WHAT YOU WILL DO — Return every one of the following records verbatim, reproducing each line without any alteration.

* begin DATA FOR PROCESSING *

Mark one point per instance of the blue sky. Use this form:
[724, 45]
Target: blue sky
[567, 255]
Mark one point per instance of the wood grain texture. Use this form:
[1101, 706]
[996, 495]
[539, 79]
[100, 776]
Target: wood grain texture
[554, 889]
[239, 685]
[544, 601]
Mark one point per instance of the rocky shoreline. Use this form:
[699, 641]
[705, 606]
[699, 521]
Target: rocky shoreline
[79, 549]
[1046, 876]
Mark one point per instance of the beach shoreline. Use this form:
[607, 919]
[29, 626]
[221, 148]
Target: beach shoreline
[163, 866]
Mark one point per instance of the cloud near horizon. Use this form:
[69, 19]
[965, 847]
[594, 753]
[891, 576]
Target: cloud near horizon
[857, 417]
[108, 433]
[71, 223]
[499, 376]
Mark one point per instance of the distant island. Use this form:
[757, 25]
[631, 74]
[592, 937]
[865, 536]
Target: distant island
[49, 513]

* end DATA FOR PROCESSING *

EXERCISE OUTPUT —
Mark one point per instance of the blue sky. Use this form:
[724, 45]
Target: blue sky
[567, 255]
Mark one point per instance of the wood grain texture. Use this form:
[1101, 706]
[996, 495]
[539, 79]
[100, 776]
Target: wood grain texture
[554, 889]
[239, 685]
[544, 601]
Mark one point per instance of the rocky shoreline. Use this form:
[699, 641]
[705, 606]
[699, 521]
Target: rocky shoreline
[79, 549]
[1046, 876]
Mark one point per instance of the beach shoreline. Use this form:
[607, 919]
[29, 626]
[221, 148]
Target: beach shoreline
[163, 866]
Mark one point per instance of the cloud near horizon. Use this form:
[69, 19]
[965, 847]
[594, 753]
[891, 576]
Target: cloud near horizon
[857, 417]
[108, 433]
[71, 223]
[499, 376]
Mark one point per instance of the distant island. Use this form:
[757, 25]
[631, 74]
[592, 937]
[865, 536]
Target: distant island
[49, 513]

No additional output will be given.